Document

What is coconut nectar exactly? Raw coconut nectar, or "coconut palm nectar" comes from the sweet sap that is produced from tapping the thick stalks or stems of the flowering coconut blossom. This watery sap is further evaporated at low temperatures, forming a pourable syrup that is claimed to be low glycemic as well as nutrient-rich.
Coconut palms have been traditionally tapped for their sweet nectar for centuries throughout the tropics, especially in the Philippines and parts of Indonesia.
Here in the U.S., however, it has only recently become popular as an alternative natural sweetener that has some added benefits over other varieties. For one, it tastes amazing!
It turns out, there are many things you can make from the coconut palm, not just coconut products like coconut oil. The sap is also fermented to make coconut aminos (a soy sauce replacement) and coconut vinegar. Coconut sugar is actually the dehydrated and crystallized version of the coconut nectar taken one step further.
Really, the nectar produced from these blossoming stems should be called "coconut blossom nectar" as the word "coconut nectar" leads one to believe the syrup comes from the actual fruit or coconut meat, which it does not.
Did you know that coconut palm trees are one of the oldest living trees to produce flowers? So, in many ways this is an ancient source of sugar that has been on the planet for a very long time.
The group of yellow flower clusters, called the inflorescence, are at the very top of the Coco Nucifera palm tree. When the blossoms are mature, the nectar must be skillfully retrieved by climbing to the top of the coconut palm several times a day. The tapped sap, referred to as a "toddy", is slowly extracted over a period of time by tapping the end of a cut flower blossom stem.
This pure blossom "juice" or sap is traditionally consumed fresh (sometimes called neera) or is fermented by native peoples in the Philippines, Indonesia and Malaysia to make "palm wine or coconut vodka."
The sap is actually a white milky liquid that has to be immediately heated to stop it from naturally fermenting. While this, in the past, has been claimed to be achieved at temperatures between 105°-110°F (40°-43°C) to create a "raw" coconut nectar, we have found that it is in fact frequently heated at higher temps by most commercial manufacturers. The end result produces a dark brown liquid syrup that concentrates the natural sugars.
The coconut palms are not harmed through the nectar tapping process. One of the great things about tapping the Coco nucifera palm is that it continues to produce sap for the next 20 years or more.
Once tapped, however, the coconut blossoms, which would normally produce coconuts at some point, do not continue to further develop as fruit.

Material supplied
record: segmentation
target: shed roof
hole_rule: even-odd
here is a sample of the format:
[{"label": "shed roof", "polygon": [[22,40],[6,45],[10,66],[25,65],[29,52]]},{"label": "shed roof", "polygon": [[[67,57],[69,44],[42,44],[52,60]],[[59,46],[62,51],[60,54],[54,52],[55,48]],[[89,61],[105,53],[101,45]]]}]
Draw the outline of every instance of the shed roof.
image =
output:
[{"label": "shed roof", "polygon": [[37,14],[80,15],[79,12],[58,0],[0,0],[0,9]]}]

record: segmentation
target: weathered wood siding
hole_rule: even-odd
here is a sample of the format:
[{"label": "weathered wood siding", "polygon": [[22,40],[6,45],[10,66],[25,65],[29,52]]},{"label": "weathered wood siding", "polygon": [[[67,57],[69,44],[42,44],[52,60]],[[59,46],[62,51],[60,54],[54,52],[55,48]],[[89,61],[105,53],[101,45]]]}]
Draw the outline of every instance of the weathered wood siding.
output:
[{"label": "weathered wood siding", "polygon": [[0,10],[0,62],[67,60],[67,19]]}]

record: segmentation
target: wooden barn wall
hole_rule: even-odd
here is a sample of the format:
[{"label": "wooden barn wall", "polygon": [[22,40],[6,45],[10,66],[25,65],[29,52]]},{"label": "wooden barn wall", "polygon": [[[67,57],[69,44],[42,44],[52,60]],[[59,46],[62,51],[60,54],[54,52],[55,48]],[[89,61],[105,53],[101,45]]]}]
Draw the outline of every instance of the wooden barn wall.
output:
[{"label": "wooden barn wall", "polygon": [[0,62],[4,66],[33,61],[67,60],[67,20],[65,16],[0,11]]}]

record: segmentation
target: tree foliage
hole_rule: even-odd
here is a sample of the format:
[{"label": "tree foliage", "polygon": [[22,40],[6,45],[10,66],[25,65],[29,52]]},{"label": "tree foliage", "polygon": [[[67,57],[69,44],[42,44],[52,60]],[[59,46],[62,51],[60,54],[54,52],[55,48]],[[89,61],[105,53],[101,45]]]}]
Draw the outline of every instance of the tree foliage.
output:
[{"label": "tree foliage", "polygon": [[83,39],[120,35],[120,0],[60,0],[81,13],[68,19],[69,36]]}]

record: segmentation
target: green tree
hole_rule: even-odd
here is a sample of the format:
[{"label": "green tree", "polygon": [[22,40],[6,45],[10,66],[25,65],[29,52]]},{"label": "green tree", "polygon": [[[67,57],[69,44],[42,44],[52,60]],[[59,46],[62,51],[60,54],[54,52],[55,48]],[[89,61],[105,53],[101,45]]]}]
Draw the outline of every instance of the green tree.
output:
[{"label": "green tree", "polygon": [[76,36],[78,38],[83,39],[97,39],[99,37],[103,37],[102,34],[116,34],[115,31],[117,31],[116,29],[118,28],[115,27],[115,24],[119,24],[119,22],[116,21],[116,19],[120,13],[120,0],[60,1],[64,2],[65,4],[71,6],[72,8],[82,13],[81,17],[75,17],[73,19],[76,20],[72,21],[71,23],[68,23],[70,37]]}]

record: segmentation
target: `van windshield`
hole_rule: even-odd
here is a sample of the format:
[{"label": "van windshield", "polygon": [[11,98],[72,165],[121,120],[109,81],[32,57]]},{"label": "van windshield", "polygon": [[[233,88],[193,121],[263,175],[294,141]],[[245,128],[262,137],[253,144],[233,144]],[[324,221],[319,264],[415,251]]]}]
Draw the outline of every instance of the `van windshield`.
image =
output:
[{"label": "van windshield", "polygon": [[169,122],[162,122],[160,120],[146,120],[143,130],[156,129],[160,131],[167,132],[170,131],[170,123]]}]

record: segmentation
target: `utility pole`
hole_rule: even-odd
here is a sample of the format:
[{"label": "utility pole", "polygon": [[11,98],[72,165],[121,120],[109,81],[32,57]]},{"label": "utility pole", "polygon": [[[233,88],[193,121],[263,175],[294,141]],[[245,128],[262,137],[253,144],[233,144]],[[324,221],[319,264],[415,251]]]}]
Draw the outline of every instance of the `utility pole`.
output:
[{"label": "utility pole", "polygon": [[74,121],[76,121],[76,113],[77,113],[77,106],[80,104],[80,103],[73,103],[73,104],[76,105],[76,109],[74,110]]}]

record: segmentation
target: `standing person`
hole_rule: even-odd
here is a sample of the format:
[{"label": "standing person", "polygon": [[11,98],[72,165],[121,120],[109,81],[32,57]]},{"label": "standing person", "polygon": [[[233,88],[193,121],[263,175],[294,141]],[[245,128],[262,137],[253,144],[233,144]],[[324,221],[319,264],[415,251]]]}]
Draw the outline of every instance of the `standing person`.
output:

Aim of the exercise
Return the stretch of the coconut nectar text from "The sap is actually" through "develop as fruit.", copied word for word. The records have no connection to the coconut nectar text.

Task solution
The sap is actually a white milky liquid that has to be immediately heated to stop it from naturally fermenting. While this, in the past, has been claimed to be achieved at temperatures between 105°-110°F (40°-43°C) to create a "raw" coconut nectar, we have found that it is in fact frequently heated at higher temps by most commercial manufacturers. The end result produces a dark brown liquid syrup that concentrates the natural sugars.
The coconut palms are not harmed through the nectar tapping process. One of the great things about tapping the Coco nucifera palm is that it continues to produce sap for the next 20 years or more.
Once tapped, however, the coconut blossoms, which would normally produce coconuts at some point, do not continue to further develop as fruit.